**TO BE DONE**
(A) Reproduce the Employment Rights Bill update from "The first two" up to and including "18 December 2025.", swapping "consultations" for "reviews" each time it appears.
(B) In the Employment Rights Bill update, what is the highest fine the Central Arbitration Committee could impose for repeated breaches of an access agreement?
(C) Translate this sentence from the Employment Rights Bill update into Spanish: "The Bill will now return to the House of Lords for reconsideration."

**DOCUMENT EXTRACT**
◇ ◇ ◇ ◇

Last week, the House of Lords voted in favour of various proposed changes to the Bill, including amendments that would:

  • introduce a six-month qualifying period for unfair dismissal claims (rather than unfair dismissal becoming a ‘day one’ right);
  • add a mechanism allowing a worker to opt out of the right to a guaranteed hours contract; and
  • retain the existing turnout threshold for industrial action ballots (which requires at least 50% of those entitled to vote in a ballot to have done so).

Yesterday, the House of Commons disagreed with each of these amendments. It supported alternative amendments that would introduce a statutory requirement for the government to consult prior to issuing regulations on a range of key details relating to the unfair dismissal reform and would require the government to consider the impact of e-balloting before removing the industrial action ballot threshold requirement. The Bill will now return to the House of Lords for reconsideration. We will continue to keep you posted on all key Employment Rights Bill developments in the coming weeks, including any news on when the Bill might be passed.

Additional and necessary detail on many of the reforms in the Bill will be set out in separate regulations, which will be published following consultation. On 23 October 2025, the government launched four consultations seeking views on the underlying detail relating to four areas of reform – trade union rights of access, the duty to inform workers of their right to join a union, dismissal protection for pregnant employees & new mothers and bereavement leave. We explore those consultations below.

The first two consultations relate to trade union reforms – the right of trade unions to access workplaces and the duty to inform workers of right to join a union. Both of these consultations are set to close on 18 December 2025.

Key points from these consultations include:

  • Consultation on access agreements – The Bill provides for trade unions to access workplaces (physically and/or digitally) for the purposes of meeting, recruiting or organising workers or facilitating collective bargaining, with this access organised through legally enforceable ‘access agreements’. This reform is set to take effect in October 2026 with a draft Code of Practice on the right of access expected to be published in spring 2026. The consultation sets out the government’s proposals on the form that a trade union’s access request should take as well as the details that the employer would be required to include in its response. The government also seeks views on its suggested timeframes for the access request process, including a proposal to allow 5 working days for the employer to respond to a request and, if the request is rejected, a period of 15 working days for the parties to negotiate. The consultation also explores both the determination powers that the Central Arbitration Committee (CAC) would have if the parties cannot agree an access agreement voluntarily and the enforcement powers the CAC will have if a party breaches an agreement (including imposing a potential fine of up to £75,000 for initial breaches and up to £150,000 for repeated breaches). Finally, the government seeks views on a suggested exemption for employers with fewer than 21 employers which, if implemented, would be a welcome relief for small employers.

◇ ◇ ◇ ◇

[Bounding-box records]
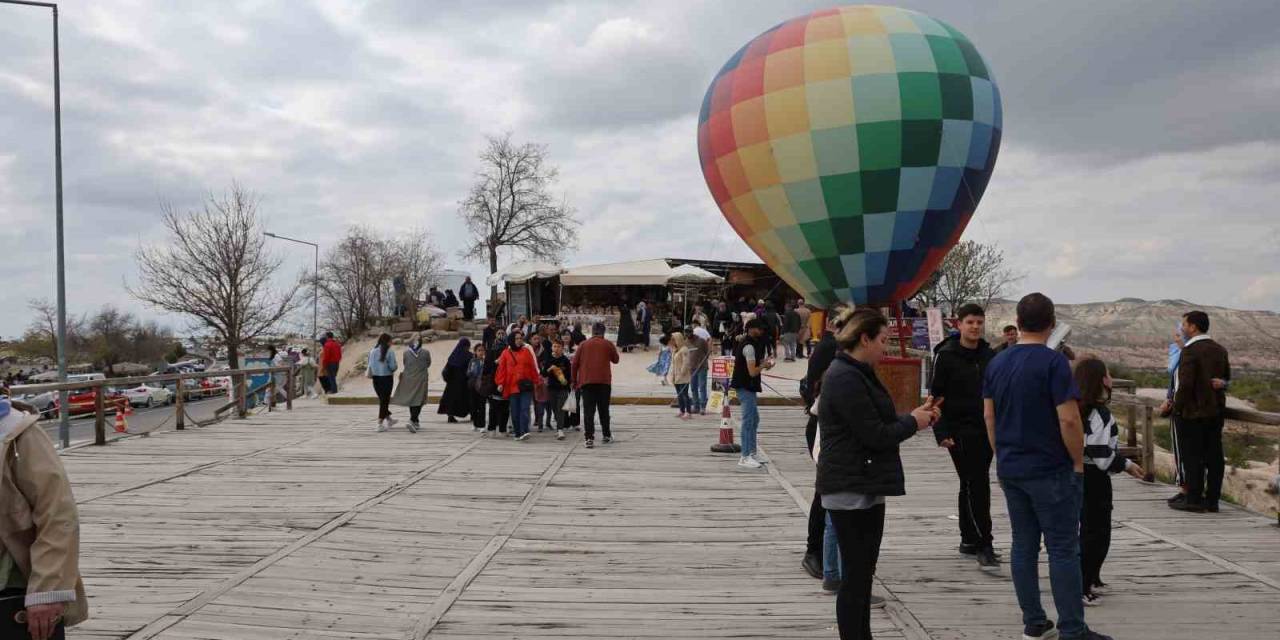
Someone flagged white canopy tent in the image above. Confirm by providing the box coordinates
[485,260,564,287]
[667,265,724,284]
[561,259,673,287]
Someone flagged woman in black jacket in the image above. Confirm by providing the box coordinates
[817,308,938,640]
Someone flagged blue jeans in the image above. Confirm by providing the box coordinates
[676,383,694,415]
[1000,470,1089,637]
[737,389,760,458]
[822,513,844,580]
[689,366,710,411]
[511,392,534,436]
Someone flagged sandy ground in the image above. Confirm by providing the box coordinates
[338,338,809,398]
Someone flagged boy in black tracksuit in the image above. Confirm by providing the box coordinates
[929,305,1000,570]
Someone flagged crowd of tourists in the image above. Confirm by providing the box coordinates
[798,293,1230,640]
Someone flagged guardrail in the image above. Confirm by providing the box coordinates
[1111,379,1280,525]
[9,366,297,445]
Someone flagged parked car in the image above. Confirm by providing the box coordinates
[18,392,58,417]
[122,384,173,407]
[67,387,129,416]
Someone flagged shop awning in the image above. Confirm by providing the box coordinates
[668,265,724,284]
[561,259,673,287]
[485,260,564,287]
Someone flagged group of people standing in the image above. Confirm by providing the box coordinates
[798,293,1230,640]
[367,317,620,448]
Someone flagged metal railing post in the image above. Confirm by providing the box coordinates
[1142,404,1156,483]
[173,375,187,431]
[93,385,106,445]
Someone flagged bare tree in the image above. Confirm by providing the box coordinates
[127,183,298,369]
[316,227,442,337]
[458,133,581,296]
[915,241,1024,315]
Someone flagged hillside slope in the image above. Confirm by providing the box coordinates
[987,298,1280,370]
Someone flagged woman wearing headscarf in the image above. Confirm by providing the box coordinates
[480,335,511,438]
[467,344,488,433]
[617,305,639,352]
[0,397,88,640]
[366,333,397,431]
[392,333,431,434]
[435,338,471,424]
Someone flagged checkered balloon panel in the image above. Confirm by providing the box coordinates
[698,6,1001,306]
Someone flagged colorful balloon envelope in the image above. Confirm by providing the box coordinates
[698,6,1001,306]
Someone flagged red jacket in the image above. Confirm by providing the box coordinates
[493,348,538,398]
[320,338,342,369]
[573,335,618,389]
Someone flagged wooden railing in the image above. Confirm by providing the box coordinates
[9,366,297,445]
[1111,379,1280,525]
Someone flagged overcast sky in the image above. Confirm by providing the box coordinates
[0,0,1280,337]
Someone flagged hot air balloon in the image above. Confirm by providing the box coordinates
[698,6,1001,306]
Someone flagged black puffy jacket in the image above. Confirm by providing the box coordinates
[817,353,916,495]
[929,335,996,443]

◇ ◇ ◇ ◇

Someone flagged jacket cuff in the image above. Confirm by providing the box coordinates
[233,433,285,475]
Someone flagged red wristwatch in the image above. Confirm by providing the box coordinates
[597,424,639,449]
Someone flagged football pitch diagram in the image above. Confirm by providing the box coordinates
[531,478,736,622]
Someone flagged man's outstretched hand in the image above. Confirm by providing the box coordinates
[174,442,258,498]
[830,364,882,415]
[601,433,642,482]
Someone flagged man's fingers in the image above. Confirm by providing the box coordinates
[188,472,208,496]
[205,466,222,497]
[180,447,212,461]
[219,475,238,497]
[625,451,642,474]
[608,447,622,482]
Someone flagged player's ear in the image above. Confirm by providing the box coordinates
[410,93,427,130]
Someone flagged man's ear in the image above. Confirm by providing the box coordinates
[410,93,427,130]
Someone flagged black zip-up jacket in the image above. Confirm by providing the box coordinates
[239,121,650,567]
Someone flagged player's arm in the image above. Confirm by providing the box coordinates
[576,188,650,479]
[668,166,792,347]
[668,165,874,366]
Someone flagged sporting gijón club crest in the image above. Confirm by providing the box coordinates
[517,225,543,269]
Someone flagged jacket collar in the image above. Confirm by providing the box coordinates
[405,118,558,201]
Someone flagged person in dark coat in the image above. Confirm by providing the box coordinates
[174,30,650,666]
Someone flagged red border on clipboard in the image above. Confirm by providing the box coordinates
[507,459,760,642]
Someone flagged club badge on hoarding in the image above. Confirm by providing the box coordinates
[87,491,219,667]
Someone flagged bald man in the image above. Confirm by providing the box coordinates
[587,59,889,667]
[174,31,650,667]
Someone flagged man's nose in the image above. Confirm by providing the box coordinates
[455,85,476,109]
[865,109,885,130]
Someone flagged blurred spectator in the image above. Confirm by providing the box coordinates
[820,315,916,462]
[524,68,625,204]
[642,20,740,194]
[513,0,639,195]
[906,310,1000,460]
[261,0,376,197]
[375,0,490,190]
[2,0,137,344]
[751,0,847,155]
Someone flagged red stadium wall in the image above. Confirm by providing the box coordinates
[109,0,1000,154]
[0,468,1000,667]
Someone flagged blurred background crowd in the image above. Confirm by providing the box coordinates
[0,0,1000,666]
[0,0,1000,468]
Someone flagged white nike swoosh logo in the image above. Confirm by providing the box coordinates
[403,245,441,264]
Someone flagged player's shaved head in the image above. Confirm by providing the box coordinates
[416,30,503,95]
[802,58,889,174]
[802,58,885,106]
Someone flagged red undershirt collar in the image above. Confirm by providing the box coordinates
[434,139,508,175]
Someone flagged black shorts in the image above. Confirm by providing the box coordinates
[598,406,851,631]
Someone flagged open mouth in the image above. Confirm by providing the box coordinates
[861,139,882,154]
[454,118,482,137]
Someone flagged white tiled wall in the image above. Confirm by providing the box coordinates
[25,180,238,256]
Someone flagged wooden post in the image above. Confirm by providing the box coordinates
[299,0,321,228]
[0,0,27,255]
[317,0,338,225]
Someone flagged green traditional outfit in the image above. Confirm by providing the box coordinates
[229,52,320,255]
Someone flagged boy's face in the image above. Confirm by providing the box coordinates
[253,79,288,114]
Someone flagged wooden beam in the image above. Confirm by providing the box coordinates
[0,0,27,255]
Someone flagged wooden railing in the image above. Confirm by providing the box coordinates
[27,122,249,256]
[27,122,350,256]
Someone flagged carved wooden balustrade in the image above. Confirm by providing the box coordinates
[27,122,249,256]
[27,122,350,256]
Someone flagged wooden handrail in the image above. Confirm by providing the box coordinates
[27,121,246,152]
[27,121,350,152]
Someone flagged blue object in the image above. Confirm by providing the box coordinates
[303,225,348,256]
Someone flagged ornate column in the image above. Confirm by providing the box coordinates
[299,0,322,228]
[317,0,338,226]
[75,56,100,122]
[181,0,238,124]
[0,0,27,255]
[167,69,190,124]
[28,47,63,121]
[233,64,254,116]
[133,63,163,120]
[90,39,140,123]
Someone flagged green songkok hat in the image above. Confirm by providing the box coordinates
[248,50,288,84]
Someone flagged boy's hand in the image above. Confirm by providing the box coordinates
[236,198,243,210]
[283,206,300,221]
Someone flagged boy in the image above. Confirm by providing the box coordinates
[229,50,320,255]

◇ ◇ ◇ ◇

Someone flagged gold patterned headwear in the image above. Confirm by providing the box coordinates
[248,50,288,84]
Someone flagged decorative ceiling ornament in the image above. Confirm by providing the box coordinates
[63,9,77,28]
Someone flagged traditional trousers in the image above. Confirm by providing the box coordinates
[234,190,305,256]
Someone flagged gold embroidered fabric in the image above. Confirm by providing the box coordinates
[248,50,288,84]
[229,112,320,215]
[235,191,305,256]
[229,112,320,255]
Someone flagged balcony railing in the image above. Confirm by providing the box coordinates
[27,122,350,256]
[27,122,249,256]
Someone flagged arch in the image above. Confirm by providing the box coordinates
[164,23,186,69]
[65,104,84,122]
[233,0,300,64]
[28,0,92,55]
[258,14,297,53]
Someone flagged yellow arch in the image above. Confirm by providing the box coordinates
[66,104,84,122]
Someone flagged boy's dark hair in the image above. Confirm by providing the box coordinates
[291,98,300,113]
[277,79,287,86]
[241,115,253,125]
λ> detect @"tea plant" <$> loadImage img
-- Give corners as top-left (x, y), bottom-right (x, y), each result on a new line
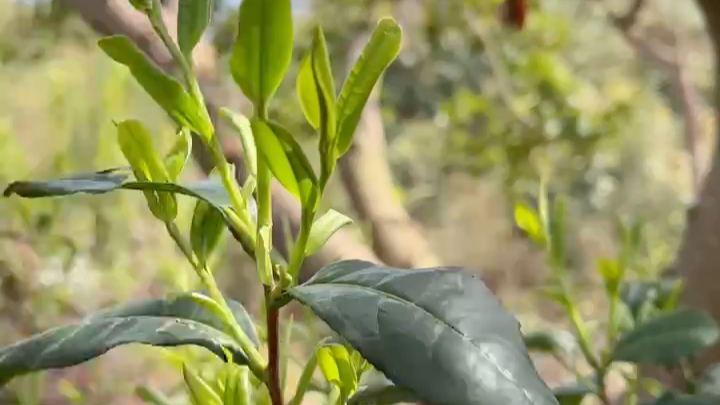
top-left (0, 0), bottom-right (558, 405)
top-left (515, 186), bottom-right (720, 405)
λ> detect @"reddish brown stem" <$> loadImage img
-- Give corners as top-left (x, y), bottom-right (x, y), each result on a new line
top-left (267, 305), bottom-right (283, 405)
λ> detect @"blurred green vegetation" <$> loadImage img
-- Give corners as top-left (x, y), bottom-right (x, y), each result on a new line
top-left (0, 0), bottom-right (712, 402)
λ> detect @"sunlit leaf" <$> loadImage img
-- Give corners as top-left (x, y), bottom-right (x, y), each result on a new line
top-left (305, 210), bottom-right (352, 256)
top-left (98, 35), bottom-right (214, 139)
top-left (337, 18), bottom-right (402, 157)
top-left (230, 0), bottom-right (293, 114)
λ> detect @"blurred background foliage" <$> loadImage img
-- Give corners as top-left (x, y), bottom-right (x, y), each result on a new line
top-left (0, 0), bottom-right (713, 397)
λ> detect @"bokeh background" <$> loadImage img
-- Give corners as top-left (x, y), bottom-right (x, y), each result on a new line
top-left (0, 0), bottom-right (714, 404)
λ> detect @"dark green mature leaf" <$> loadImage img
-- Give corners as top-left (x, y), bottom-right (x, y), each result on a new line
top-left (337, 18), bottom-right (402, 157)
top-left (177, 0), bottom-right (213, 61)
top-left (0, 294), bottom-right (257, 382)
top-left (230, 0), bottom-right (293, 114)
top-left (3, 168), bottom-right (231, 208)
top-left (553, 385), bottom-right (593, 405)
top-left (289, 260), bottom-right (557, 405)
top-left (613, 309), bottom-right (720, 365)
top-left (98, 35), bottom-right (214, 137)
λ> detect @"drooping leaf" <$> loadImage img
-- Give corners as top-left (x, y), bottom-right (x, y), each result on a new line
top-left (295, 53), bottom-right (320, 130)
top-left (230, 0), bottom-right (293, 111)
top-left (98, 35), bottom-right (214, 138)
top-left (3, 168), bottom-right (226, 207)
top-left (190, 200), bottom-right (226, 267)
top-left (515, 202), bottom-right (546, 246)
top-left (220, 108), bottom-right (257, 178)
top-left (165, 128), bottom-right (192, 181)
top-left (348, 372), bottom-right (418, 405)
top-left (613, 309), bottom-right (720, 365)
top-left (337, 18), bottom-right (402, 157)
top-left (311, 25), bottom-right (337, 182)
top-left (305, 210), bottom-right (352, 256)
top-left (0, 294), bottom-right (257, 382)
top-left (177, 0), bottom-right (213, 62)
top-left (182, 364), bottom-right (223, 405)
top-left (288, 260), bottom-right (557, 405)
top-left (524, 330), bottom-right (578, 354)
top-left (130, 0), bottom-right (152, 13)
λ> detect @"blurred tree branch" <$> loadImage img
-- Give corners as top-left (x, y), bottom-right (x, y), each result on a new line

◇ ◇ ◇ ◇

**SOLUTIONS PER TASK**
(A)
The first two reviews relate to trade union reforms – the right of trade unions to access workplaces and the duty to inform workers of right to join a union. Both of these reviews are set to close on 18 December 2025.

(B) Up to £150,000.

(C) El proyecto de ley volverá ahora a la Cámara de los Lores para su reconsideración.